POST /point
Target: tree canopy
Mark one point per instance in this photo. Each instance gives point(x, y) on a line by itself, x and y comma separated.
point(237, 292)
* * *
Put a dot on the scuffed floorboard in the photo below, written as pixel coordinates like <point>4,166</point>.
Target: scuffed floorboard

TASK DIRECTIONS: Gather each line of the listing containing the word "floorboard" and show it.

OUTPUT:
Put a dot on the scuffed floorboard in the photo below, written as pixel coordinates like <point>4,166</point>.
Target: scuffed floorboard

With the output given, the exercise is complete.